**TASK DETAILS:** Line by line, repeat all the material exactly as it appears.

*** Opening of MATERIAL TO PROCESS ***

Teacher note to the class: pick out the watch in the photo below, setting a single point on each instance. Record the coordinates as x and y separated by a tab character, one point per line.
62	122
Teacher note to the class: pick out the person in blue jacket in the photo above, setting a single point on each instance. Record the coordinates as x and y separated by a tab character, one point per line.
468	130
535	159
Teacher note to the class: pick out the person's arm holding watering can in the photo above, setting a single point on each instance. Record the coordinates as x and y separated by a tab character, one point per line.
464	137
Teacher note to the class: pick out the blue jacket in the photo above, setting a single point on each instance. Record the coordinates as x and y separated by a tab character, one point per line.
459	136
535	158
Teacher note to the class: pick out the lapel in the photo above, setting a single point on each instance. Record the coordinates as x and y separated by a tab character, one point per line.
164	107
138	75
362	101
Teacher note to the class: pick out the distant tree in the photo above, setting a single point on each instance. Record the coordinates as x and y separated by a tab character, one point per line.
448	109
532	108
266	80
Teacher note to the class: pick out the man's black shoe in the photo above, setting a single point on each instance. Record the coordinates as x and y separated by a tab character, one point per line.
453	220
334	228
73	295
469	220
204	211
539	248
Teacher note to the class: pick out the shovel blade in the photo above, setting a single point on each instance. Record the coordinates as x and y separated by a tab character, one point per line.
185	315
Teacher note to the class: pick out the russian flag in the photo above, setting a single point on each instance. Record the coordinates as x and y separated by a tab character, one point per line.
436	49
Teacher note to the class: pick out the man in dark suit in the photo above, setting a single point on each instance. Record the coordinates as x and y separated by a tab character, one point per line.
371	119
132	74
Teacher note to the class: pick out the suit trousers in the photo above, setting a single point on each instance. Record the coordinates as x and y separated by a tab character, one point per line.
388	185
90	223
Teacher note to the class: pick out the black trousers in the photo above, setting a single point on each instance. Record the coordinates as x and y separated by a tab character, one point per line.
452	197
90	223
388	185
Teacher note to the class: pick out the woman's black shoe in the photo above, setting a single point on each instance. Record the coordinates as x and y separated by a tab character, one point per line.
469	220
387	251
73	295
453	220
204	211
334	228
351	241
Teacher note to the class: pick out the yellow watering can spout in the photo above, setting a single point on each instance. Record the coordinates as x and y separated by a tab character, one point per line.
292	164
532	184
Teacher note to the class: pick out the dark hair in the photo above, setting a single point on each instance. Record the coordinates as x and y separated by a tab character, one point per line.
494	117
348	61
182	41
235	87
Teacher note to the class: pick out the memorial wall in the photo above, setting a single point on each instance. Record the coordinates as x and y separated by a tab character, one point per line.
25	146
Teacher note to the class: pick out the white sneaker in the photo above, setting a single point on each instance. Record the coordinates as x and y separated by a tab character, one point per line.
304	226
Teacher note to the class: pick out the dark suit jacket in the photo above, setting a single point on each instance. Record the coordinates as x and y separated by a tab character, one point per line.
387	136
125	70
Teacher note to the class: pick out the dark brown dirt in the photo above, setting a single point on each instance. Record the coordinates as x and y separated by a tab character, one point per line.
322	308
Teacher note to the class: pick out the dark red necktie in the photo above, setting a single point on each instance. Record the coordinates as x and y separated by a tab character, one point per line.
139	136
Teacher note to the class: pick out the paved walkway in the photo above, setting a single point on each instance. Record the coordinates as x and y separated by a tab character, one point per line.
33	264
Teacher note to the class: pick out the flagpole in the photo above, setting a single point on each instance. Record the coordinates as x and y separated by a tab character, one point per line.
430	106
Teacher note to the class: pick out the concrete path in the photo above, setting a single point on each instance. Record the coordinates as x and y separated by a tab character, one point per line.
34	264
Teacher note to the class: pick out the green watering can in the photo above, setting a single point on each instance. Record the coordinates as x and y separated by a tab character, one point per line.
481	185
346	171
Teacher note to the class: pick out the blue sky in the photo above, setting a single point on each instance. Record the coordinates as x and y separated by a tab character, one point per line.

*** Close of MATERIAL TO PROCESS ***

**PROBLEM SOLUTION:**
Teacher note to the class: pick out the watch in the photo below, setting a single point on each instance. Record the coordinates as x and y separated by a tab character, one point per line.
62	122
Teacher note to the class: pick out the person in blue jacket in the photo above, setting a single point on each instance. Record the coordinates as x and y separated by a tab character, one point per line.
468	130
535	159
Teacher note to the class: pick out the person's arm holding watering can in the photo above, setting a single point on each instance. Record the coordinates as x and y separated by a tab character, one point per line.
464	137
Teacher note to the class: pick out the blue jacket in the photo above, setting a single point on each instance. Record the coordinates as x and y separated by a tab character, one point per line.
459	136
535	158
Teacher note to the class: pick out the lapel in the photo above, setting a single point on each instance. Record the coordinates as x and y separated by a tab character, one point per line.
164	107
138	75
362	101
Teacher note to the class: pick out the distant tree in the photo above, setting a single point on each instance. Record the coordinates as x and y separated by a tab character, one point per line.
448	109
532	108
266	80
Teacher note to the class: pick out the man's black shoe in the photo above, setting a single point on each instance. Record the coordinates as x and y separated by a tab character, one point per line.
453	220
334	228
73	295
469	220
204	211
539	248
Teacher note to the class: pick out the shovel blade in the photo above, setting a single point on each instance. Record the coordinates as x and y separated by a tab character, one point per line.
185	315
Teacher note to the class: pick out the russian flag in the photo above, setting a single point on each instance. Record the coordinates as x and y separated by a tab character, one point per line.
436	49
Teacher note to the class: pick out the man in dark suit in the photo above, setting a single point on each instance. Record the coordinates as x and y separated by a tab character, one point per line.
371	119
132	74
Teacher note to the class: pick out the suit trousers in the photo above, setting a single point on each instance. Record the coordinates as x and y separated by a tab character, one point per line.
388	185
90	223
Teacher note to the class: pick out the black trousers in the photo above, setting a single point on each instance. Record the coordinates as x and y separated by a tab character, one point per line.
452	197
90	223
388	185
Teacher note to the class: pick out the woman's black shoe in the photo above, setting a single point on each instance. Record the coordinates as x and y separated by a tab character, one point per line.
469	220
387	251
73	295
453	220
204	211
334	228
351	241
Teacher note to the class: pick out the yellow watering can spout in the photo above, setting a single point on each instance. Record the coordinates as x and y separated by a tab character, one point per line.
292	164
532	184
Teacher note to the class: pick out the dark hair in the photo above, setting a single point on each instance. Record the coordinates as x and y separated by a tab character, one point per line.
494	117
348	61
182	41
235	87
Teacher note to the class: pick out the memorial wall in the photo above, setting a single point on each instance. Record the coordinates as x and y separated by a tab character, one point per line.
25	146
Teacher note to the class: pick out the white sneaker in the photo above, setting a single point on each instance. Record the coordinates as x and y separated by a tab character, one point per line.
304	226
Teacher note to the class: pick out the dark suit jacket in the photo above, setting a single point on each instance. Record the coordinates as x and y separated by a tab character, one point per line.
387	136
125	70
Teacher note to the class: pick out the dark brown dirt in the photo above, setting a single point on each instance. Record the coordinates as x and y separated by a tab character, one point per line.
322	308
Teacher note to the class: pick out the dark red necktie in the photo above, setting a single point on each instance. Record the coordinates as x and y separated by a tab character, one point per line.
139	136
Teacher note to the class: pick out the paved walkway in the photo above, setting a single point on each instance. Record the coordinates as x and y separated by a tab character, one point per line.
33	264
Teacher note to the class: pick out the flagpole in the photo above, setting a single point on each instance. Record the coordinates as x and y separated by a tab character, one point per line.
430	106
Teacher note to the class: pick out the concrete path in the photo above, setting a single point on each instance. Record the coordinates as x and y separated by a tab character, one point per line.
34	264
Teacher note to the class: pick out the green watering can in the photo above, setting a single point on each instance. Record the coordinates as x and y separated by a tab character, one point per line.
481	185
346	171
Teacher note to the class: pick out the blue sky in the photo above, setting a single point on each instance. Record the coordinates as x and y separated by a tab character, one point per line.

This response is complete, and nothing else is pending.